» **STATED EXERCISE**: Set down the data below word for word, beginning at the line that contains "of the stream" and stopping after the last line of the data.

» **ENTRIES SHOWN**:
━━━━

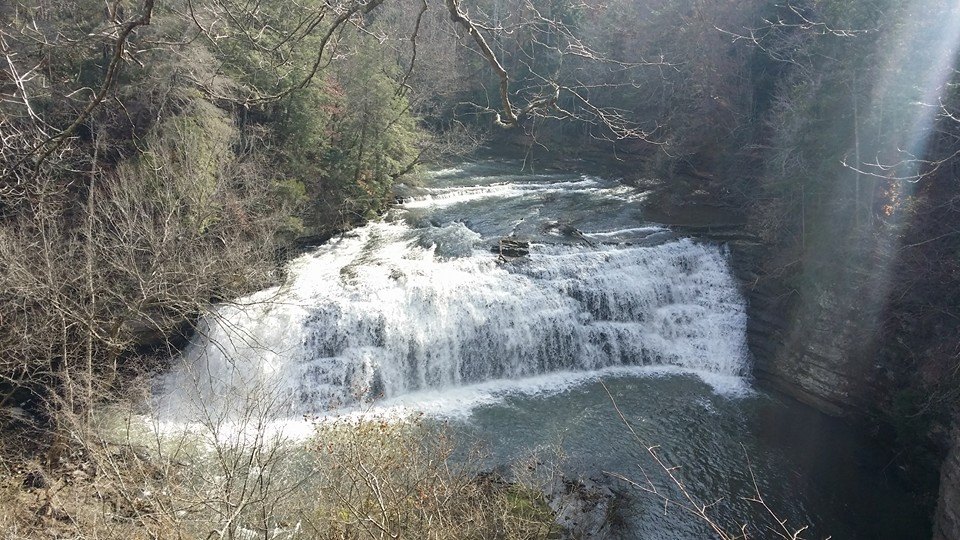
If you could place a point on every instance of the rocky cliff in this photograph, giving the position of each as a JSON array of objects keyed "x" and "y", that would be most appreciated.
[{"x": 947, "y": 523}]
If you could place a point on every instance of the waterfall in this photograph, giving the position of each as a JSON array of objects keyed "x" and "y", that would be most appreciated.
[{"x": 394, "y": 308}]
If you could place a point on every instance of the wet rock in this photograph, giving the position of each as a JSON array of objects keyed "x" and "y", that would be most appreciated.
[
  {"x": 511, "y": 248},
  {"x": 584, "y": 508}
]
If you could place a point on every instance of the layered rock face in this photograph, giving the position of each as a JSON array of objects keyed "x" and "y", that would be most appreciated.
[
  {"x": 947, "y": 522},
  {"x": 815, "y": 345}
]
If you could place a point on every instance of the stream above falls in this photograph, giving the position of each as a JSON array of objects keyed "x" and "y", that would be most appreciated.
[{"x": 418, "y": 311}]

━━━━

» **RESPONSE TO THIS TASK**:
If you could place a point on every instance of the stream above falls in this photograph, giving the position of each as a JSON array of objects keyed "x" and "y", that would be most appreciated.
[{"x": 418, "y": 311}]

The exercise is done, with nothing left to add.